◆ **Фрагмент текста**
Выбрать главу

Мне никогда не хотелось есть игуану. «Нет, ты должен!» — настаивало мое телевизионное начальство. Меня вообще не очень привлекают игуаны. Мои повара-мексиканцы говорили мне, что люди едят игуан, только если не могут позволить себе ничего другого. Потому что мясо игуаны дешево и сытно. Даже Лео, рассказывая, как он несколько раз в неделю ходит с собакой охотиться на игуан, признался, что делает это, потому что у него нет денег на нормальную еду. Я ожидал, что эта крупная ящерица окажется невкусной, и не хотел убивать ни одной, чтобы убедиться в этом. Но Мэтью, видимо, казалось, что «сцена с игуаной» строго обязательна, что сними он ее — и ему гарантирована телевизионная премия в номинации «За лучшую сцену с рептилиями».

Нет, я не знаю, возможно, где-нибудь игуан маринуют, а потом готовят из них чудесное барбекю с хрустящей корочкой, и мясо хорошо прожаривается, но при этом остается нежным. Возможно, их тушат, добавляют специи, и получается нечто, обладающее весьма приятными вкусовыми качествами. Возможно. Мне такого видеть не довелось.

Хозяину нашего отеля поручили подобрать упитанный экземпляр в самом расцвете сил. После четырехчасовых поисков он, как и Лео, вернулся ни с чем. И тогда он решил принести в жертву талисман гостиницы, десятилетнюю, морщинистую, кожистую ящерицу с раздвоенным хвостом и странно тихим нравом. Порою мне казалось, что ее уже разбил паралич. Я посмотрел на это несчастное существо и попытался отвертеться от предстоящей мне трапезы:

— Мэтью! Ради всего святого! Это же домашнее животное, черт побери! Пускай живет! Ну что в ней может быть вкусного? Ты только посмотри на нее!

◆ **Задание**
Верните без изменений часть фрагмента об игуане, начиная со слов «Нет, я не знаю, возможно, где-нибудь» и продолжая до слов «посмотри на нее!» включительно.

◆ **Перечень данных**
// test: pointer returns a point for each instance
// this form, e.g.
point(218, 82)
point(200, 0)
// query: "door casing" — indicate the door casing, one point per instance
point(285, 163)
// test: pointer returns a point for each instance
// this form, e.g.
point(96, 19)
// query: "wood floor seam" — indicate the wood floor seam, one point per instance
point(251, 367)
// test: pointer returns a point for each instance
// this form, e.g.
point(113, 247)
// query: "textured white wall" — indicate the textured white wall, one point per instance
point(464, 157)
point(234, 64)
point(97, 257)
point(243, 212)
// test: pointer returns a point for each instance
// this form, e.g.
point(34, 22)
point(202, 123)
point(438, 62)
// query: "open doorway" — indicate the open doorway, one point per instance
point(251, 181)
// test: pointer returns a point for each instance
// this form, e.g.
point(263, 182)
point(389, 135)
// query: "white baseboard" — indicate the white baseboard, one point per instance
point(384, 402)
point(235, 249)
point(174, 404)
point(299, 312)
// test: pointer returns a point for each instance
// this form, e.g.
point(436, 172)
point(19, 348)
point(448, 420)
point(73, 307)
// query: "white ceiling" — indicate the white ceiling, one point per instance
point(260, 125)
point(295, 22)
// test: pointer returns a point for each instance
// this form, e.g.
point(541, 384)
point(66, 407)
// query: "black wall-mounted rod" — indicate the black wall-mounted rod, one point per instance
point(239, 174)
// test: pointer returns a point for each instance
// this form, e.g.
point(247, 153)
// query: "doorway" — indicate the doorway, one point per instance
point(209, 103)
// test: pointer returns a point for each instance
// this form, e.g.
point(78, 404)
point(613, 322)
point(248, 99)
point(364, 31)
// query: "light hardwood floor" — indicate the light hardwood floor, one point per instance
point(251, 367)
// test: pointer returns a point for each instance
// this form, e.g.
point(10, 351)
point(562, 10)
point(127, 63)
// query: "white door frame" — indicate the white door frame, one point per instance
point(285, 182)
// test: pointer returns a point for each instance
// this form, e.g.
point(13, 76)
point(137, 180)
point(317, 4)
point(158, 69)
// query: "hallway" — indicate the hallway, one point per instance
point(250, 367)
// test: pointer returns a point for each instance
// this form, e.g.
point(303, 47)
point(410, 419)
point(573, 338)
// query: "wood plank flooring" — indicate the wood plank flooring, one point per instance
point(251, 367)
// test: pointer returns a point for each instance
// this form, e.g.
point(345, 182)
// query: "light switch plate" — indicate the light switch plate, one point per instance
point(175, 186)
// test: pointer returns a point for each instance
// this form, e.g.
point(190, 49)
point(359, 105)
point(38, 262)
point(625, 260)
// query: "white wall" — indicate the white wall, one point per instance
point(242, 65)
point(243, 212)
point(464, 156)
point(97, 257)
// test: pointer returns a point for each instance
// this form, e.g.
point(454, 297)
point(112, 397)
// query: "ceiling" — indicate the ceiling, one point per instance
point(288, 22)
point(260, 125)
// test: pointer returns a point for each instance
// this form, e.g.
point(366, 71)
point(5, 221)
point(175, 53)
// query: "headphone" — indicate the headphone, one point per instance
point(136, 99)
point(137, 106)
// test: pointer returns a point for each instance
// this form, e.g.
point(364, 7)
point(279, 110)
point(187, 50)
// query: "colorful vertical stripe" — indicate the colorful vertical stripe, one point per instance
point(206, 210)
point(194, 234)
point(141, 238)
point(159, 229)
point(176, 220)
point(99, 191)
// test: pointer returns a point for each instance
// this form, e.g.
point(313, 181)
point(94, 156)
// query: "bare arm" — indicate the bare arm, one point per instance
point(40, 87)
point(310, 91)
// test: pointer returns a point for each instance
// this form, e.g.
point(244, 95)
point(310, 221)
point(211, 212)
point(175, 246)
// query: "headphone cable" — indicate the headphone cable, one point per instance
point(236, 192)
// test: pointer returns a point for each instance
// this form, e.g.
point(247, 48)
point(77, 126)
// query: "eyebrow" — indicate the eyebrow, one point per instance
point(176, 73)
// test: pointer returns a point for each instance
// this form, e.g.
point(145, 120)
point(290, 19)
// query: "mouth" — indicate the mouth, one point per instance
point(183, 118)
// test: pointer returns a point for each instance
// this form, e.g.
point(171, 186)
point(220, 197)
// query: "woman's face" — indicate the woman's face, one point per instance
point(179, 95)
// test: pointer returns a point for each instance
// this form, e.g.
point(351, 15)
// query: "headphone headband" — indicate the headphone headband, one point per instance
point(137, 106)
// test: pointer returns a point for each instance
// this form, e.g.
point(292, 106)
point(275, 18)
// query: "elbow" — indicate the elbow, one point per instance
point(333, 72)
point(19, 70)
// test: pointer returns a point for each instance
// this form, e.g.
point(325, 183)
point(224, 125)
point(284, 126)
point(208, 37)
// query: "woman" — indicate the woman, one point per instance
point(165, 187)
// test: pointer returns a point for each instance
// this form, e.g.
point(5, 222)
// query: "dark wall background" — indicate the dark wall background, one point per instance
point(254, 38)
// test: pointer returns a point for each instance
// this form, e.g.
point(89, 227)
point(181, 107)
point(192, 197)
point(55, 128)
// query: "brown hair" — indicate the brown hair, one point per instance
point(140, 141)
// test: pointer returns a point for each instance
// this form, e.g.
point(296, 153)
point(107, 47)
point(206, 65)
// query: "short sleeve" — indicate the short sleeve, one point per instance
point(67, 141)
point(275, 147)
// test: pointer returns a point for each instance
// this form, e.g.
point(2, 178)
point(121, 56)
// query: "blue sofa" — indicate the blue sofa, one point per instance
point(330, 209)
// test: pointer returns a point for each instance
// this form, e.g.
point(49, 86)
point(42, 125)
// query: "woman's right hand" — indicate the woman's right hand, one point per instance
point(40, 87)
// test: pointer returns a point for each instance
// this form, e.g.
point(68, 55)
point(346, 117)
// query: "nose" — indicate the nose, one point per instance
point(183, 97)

◆ **Ответ на задание**
Нет, я не знаю, возможно, где-нибудь игуан маринуют, а потом готовят из них чудесное барбекю с хрустящей корочкой, и мясо хорошо прожаривается, но при этом остается нежным. Возможно, их тушат, добавляют специи, и получается нечто, обладающее весьма приятными вкусовыми качествами. Возможно. Мне такого видеть не довелось.

Хозяину нашего отеля поручили подобрать упитанный экземпляр в самом расцвете сил. После четырехчасовых поисков он, как и Лео, вернулся ни с чем. И тогда он решил принести в жертву талисман гостиницы, десятилетнюю, морщинистую, кожистую ящерицу с раздвоенным хвостом и странно тихим нравом. Порою мне казалось, что ее уже разбил паралич. Я посмотрел на это несчастное существо и попытался отвертеться от предстоящей мне трапезы:

— Мэтью! Ради всего святого! Это же домашнее животное, черт побери! Пускай живет! Ну что в ней может быть вкусного? Ты только посмотри на нее!